Labeled-object pointing entries
--- BEGIN ---

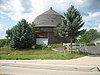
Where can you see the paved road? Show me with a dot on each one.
(20, 68)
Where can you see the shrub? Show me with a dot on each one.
(90, 44)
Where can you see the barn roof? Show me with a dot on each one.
(49, 18)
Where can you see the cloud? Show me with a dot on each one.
(92, 16)
(18, 9)
(26, 5)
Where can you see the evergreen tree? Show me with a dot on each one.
(70, 25)
(22, 35)
(89, 36)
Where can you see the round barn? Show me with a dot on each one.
(45, 24)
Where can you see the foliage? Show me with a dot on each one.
(22, 35)
(29, 54)
(70, 25)
(2, 43)
(89, 36)
(9, 33)
(90, 44)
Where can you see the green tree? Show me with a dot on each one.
(89, 36)
(70, 25)
(9, 33)
(22, 35)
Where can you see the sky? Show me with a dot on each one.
(12, 11)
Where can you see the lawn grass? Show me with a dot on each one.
(29, 54)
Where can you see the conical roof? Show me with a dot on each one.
(49, 18)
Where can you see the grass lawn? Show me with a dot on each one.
(29, 54)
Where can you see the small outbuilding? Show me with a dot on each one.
(45, 24)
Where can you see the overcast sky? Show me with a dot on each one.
(12, 11)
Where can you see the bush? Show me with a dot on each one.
(56, 45)
(2, 43)
(43, 47)
(90, 44)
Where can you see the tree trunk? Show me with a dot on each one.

--- END ---

# Written instruction
Transcribe all of the lines above word for word, leaving the pictures out of your answer.

# Correct result
Where can you see the paved road? Show me with a dot on each one.
(20, 68)
Where can you see the shrub? Show me with a dot on each one.
(90, 44)
Where can you see the barn roof? Show me with a dot on each one.
(49, 18)
Where can you see the cloud? Show me with a dot on each one.
(92, 16)
(18, 9)
(26, 5)
Where can you see the evergreen tree? Show me with a dot on each one.
(70, 25)
(22, 35)
(89, 36)
Where can you see the round barn? Show me with a dot on each one.
(45, 24)
Where can you see the foliage? Show me with a dot on each one.
(22, 35)
(29, 54)
(70, 25)
(2, 43)
(89, 36)
(9, 33)
(90, 44)
Where can you see the green tree? Show me with a dot on each one.
(89, 36)
(70, 25)
(9, 33)
(22, 35)
Where can you see the sky? Show me with a dot on each one.
(12, 11)
Where can you see the lawn grass? Show me with a dot on each one.
(29, 54)
Where can you see the conical roof? Show me with a dot on each one.
(49, 18)
Where can you see the grass lawn? Show me with a dot on each one.
(29, 54)
Where can you see the small outbuilding? Show me with a dot on each one.
(45, 24)
Where can you see the overcast sky? Show me with a dot on each one.
(12, 11)
Where can you see the bush? Show me with a dot on each one.
(56, 45)
(2, 43)
(43, 47)
(90, 44)
Where can you see the tree trunk? Show me with a dot on each one.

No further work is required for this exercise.